= DIRECTIONS FOR THIS TASK =
Would you repeat each line below precisely as it stands?

[Dataset entries]

# # # # #

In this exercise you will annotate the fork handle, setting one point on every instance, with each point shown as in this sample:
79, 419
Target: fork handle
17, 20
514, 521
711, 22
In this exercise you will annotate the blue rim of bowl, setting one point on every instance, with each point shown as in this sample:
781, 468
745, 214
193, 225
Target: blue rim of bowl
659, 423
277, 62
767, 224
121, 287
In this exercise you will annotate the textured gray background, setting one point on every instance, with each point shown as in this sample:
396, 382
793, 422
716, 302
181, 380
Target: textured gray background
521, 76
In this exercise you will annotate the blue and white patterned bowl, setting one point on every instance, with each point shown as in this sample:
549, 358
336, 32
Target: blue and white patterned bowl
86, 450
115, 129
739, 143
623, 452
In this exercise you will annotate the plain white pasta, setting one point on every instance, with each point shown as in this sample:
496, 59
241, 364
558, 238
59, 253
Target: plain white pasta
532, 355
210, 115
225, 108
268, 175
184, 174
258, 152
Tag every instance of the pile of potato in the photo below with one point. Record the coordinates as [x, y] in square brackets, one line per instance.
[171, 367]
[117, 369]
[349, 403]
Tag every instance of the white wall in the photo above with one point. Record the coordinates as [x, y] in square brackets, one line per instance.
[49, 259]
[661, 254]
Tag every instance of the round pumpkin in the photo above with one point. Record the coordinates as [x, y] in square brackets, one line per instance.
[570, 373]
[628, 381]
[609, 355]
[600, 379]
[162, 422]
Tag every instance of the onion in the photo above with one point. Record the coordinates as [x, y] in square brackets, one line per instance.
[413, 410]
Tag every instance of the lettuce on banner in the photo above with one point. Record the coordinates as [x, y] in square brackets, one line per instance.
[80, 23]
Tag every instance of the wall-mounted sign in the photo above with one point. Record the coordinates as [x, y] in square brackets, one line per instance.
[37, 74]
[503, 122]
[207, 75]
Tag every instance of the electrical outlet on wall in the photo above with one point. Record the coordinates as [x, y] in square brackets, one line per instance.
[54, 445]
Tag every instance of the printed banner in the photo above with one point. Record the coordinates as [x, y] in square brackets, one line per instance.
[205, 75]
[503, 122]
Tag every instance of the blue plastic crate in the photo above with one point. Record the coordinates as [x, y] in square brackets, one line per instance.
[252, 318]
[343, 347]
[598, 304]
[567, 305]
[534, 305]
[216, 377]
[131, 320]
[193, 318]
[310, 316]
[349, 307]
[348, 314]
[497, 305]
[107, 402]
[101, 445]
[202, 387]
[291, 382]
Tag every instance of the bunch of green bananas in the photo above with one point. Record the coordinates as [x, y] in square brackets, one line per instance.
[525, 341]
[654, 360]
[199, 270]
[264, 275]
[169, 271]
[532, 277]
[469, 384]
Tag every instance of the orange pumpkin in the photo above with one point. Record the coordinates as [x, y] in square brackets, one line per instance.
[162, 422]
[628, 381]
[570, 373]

# # # # #

= WRITTEN REPLY =
In this exercise you will annotate the fork handle, setting one point on every instance, with each point shown as in this sample:
79, 419
Target: fork handle
17, 20
514, 521
711, 22
In this exercise you will annotate the blue rim of bowl, setting one point on every instance, with each point shown as in this sample:
781, 468
745, 214
193, 225
Target: blue rim of bowl
659, 423
277, 62
767, 224
121, 287
In this exercise you will annotate the textured gray background, setting one point on every instance, with each point shown as in this sample:
396, 382
793, 422
716, 302
181, 380
Target: textured gray background
521, 76
In this exercise you will annotate the blue and white patterned bowl, setting one point on every instance, with each point shown as in this sample:
549, 358
336, 32
Target: blue and white patterned bowl
86, 450
115, 129
739, 143
623, 452
In this exercise you will annotate the plain white pasta, setting one point on every instance, with each point shown as in this sample:
496, 59
241, 364
558, 238
59, 253
Target: plain white pasta
532, 355
210, 115
225, 108
268, 175
184, 174
258, 152
Tag every instance of the pile of potato in the photo below with one point. Record the coordinates as [x, y] in square brackets, one line per instance.
[171, 367]
[117, 369]
[349, 403]
Tag every instance of the white wall in the photo above with one point. Record the coordinates as [x, y] in square brackets, one line per instance.
[49, 259]
[661, 254]
Tag every instance of the round pumpkin in the photo above with one point. Record the coordinates as [x, y] in square brackets, one line per instance.
[570, 373]
[628, 381]
[609, 355]
[600, 379]
[162, 422]
Tag every instance of the onion in the photo above with one point. Record the coordinates as [x, y] in square brackets, one line per instance.
[413, 410]
Tag every instance of the lettuce on banner in the photo above with one point. Record the coordinates as [x, y] in square brackets, one line per instance.
[80, 23]
Tag every instance of the wall-mounted sign in the photo above with one point. Record the coordinates as [x, y] in square brackets, one line per instance.
[37, 74]
[503, 122]
[207, 75]
Tag every instance of the electrical outlet on wall in the photo above with one point. Record the coordinates as [x, y] in square brackets, one line per instance.
[54, 445]
Tag every instance of the printed banner in the photo above with one point. Record the coordinates as [x, y] in square brackets, one line per instance.
[205, 75]
[503, 122]
Tag every instance of the blue plastic crate in the photo above with one point. Record the coordinates as [x, y] in square brackets, one line per instance.
[252, 318]
[343, 347]
[598, 304]
[567, 305]
[534, 305]
[216, 377]
[131, 320]
[193, 318]
[310, 316]
[349, 307]
[348, 314]
[497, 305]
[107, 402]
[101, 445]
[202, 387]
[291, 382]
Tag every instance of the bunch of green bananas in the photo above with one point. Record the coordinates as [x, y] in square brackets, one line per instance.
[525, 341]
[654, 360]
[199, 270]
[264, 275]
[169, 271]
[532, 277]
[469, 384]
Tag every instance of the orange pumpkin in the photo above with one point. Record the coordinates as [x, y] in square brackets, one line per instance.
[162, 422]
[628, 381]
[570, 373]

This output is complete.